*** DATA PROVIDED

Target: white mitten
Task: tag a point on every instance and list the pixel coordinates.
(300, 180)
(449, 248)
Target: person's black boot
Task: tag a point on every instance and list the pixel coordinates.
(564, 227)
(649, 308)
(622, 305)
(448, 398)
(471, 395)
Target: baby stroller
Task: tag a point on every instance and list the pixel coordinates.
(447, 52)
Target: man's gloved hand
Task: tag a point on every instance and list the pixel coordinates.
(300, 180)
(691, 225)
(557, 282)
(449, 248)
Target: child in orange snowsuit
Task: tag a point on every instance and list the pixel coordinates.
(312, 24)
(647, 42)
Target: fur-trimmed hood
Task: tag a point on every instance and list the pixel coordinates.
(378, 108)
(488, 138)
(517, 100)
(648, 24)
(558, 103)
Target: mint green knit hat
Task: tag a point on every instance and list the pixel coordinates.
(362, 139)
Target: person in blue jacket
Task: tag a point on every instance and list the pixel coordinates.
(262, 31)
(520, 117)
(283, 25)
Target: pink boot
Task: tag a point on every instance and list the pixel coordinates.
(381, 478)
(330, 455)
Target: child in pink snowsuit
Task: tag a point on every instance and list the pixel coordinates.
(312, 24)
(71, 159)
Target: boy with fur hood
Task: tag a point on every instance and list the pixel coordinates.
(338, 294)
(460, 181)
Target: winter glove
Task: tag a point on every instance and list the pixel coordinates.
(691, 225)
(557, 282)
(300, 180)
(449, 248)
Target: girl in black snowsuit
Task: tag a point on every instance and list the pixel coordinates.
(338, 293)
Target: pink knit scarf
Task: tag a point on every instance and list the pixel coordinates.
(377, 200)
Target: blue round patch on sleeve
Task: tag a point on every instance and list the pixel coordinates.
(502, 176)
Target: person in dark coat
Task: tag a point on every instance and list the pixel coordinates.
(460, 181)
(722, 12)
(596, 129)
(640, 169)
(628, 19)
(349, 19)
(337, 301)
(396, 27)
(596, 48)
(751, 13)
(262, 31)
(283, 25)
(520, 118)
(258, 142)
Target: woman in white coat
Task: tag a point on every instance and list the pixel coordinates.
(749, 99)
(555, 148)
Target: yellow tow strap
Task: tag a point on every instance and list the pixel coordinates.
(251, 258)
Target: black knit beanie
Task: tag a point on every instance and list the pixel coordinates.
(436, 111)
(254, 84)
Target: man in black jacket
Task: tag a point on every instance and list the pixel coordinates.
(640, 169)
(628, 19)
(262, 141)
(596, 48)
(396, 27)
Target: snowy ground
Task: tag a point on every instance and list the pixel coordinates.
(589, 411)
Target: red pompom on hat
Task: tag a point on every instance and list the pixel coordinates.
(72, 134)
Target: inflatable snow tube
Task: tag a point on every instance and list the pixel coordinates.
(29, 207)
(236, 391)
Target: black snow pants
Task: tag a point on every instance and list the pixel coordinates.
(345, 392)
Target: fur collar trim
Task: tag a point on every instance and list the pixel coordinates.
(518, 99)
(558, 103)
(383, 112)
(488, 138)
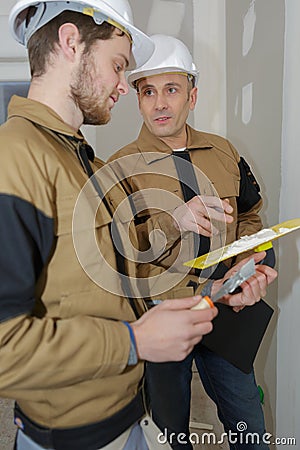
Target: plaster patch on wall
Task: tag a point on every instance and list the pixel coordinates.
(249, 28)
(247, 102)
(167, 16)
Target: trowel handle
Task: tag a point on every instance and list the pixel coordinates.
(204, 303)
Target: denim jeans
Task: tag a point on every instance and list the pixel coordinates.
(136, 441)
(234, 393)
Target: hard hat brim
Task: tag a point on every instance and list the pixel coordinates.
(142, 45)
(134, 77)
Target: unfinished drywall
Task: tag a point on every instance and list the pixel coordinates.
(255, 57)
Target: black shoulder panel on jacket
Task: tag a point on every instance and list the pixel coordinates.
(26, 238)
(249, 188)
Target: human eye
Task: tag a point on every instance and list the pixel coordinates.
(148, 92)
(119, 67)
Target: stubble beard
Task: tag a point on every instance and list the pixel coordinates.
(92, 104)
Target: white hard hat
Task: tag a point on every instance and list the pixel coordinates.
(116, 12)
(170, 55)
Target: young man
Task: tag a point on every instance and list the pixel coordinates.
(167, 92)
(72, 350)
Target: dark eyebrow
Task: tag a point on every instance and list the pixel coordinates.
(151, 86)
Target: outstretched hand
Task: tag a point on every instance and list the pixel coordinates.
(170, 330)
(197, 214)
(251, 290)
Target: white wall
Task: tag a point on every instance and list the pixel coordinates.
(288, 361)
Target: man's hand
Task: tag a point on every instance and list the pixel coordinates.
(197, 214)
(253, 289)
(169, 331)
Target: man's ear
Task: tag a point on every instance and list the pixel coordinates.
(193, 97)
(69, 40)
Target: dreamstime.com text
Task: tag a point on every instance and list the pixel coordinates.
(241, 436)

******

Reproduce every entry exactly, but omit each picture.

Target: white mitten
Task: tag a point on every instance and list the pixel coordinates.
(300, 180)
(449, 248)
Target: person's black boot
Task: tag a point on every instance and list the pixel coordinates.
(564, 227)
(649, 308)
(622, 305)
(448, 398)
(471, 395)
Target: baby stroller
Task: tag a point on every instance and list the pixel coordinates.
(447, 52)
Target: man's gloved hand
Task: tag a point on every instance and list the pixel coordinates.
(300, 180)
(691, 225)
(557, 282)
(449, 248)
Target: child in orange snowsuit
Task: tag a point on every instance and list the pixel coordinates.
(312, 24)
(647, 42)
Target: fur-trimmed hood
Task: tag a point on every instance and list the pixel coordinates.
(378, 108)
(488, 138)
(517, 100)
(648, 24)
(558, 103)
Target: mint green knit hat
Task: tag a point on every instance and list the pixel coordinates.
(362, 139)
Target: person in blue jacket
Task: tag a point on every instance and list the pixel coordinates.
(262, 31)
(520, 117)
(283, 25)
Target: pink boot
Task: tag a point on every instance and list the pixel coordinates.
(381, 478)
(330, 455)
Target: child in pink snowsuit
Task: tag a point on every instance and list the pixel coordinates.
(312, 24)
(71, 159)
Target: boy with fur hood
Task: tag a point on every instance and list the pixel coordinates.
(338, 294)
(460, 181)
Target: winter glove
Task: tag a point on every instance and list the pixel coordinates.
(691, 225)
(557, 282)
(300, 180)
(449, 248)
Target: girl in black snowsuit
Task: tag a point on every instance and list the pixel coordinates.
(338, 293)
Target: pink knit scarf
Task: tag a point on every instance and list the pixel coordinates.
(377, 200)
Target: blue round patch on sleeve
Task: tag a point on every instance and list the pixel coordinates.
(502, 176)
Target: person in dark coat
Task: tag a point on every instance and list the pixel coordinates.
(460, 181)
(722, 12)
(596, 129)
(640, 169)
(628, 19)
(349, 19)
(337, 301)
(396, 27)
(596, 48)
(751, 13)
(262, 31)
(283, 25)
(520, 118)
(258, 142)
Target: woman in white coat
Task: tag a point on every instance and list the pixel coordinates.
(749, 99)
(555, 148)
Target: yellow tow strap
Task: tag a point on every instance and list the pixel coordinates.
(251, 258)
Target: black knit beanie
Task: tag a point on every instance and list the pixel coordinates.
(436, 111)
(254, 84)
Target: man in black jacket
Task: tag a point on every instance and list the pixel coordinates.
(640, 169)
(628, 19)
(262, 141)
(596, 48)
(396, 27)
Target: snowy ground
Task: tag a point on every instance and list the pixel coordinates.
(589, 411)
Target: red pompom on hat
Task: tag a point on every instance and list the pixel coordinates.
(72, 134)
Target: inflatable snow tube
Task: tag a point on every instance and list the pixel coordinates.
(29, 207)
(236, 391)
Target: black snow pants
Task: tag a point on every instance and list the pixel coordinates.
(345, 392)
Target: fur collar trim
Task: tag a point on every instance and list the pixel coordinates.
(518, 99)
(558, 103)
(383, 112)
(488, 138)
Target: plaster patch on wall
Task: tag a point on every instance and list the pixel coordinates.
(249, 28)
(247, 102)
(167, 16)
Target: trowel handle
Task: tag a point on every instance and list the pixel coordinates.
(204, 303)
Target: denim jeans
Task: tag a point on every instance and list the pixel coordinates.
(136, 441)
(234, 393)
Target: hard hat brim
Task: tag a point on every instance and list the pixel coordinates.
(142, 45)
(134, 77)
Target: unfinished drywall
Task: tag a point on every instance and list the pixel coordinates.
(255, 57)
Target: black shoulder panel on jacket
Task: tag a point on every instance and list the pixel coordinates.
(26, 238)
(249, 188)
Target: human eye
Task: tag a point on every instance and list the pixel coordinates.
(148, 92)
(119, 67)
Target: stubble beard
Task: tag a point on every instance and list the pixel coordinates.
(92, 104)
Target: white hard hat
Task: tag a point on every instance and list the pixel coordinates.
(116, 12)
(170, 55)
Target: young man
Task: tag a point on every instance and list the pixel coordinates.
(167, 92)
(72, 350)
Target: dark eyebrow
Task: tag a point on every instance and list the pixel coordinates.
(151, 86)
Target: outstretched hand
Task: tag a point on every instance and list the pixel coordinates.
(170, 330)
(197, 214)
(251, 290)
Target: white wall
Task: tag a point on every instance and list the pixel coordinates.
(288, 361)
Target: man's hand
Task: tag a point on every instance and list the pixel coordinates.
(197, 214)
(253, 289)
(169, 331)
Target: man's ear
Task: tag a point on every instance and list the pixel coordinates.
(193, 97)
(69, 40)
Target: dreamstime.com text
Task: tag a point on every instance and list the pixel coordinates.
(241, 436)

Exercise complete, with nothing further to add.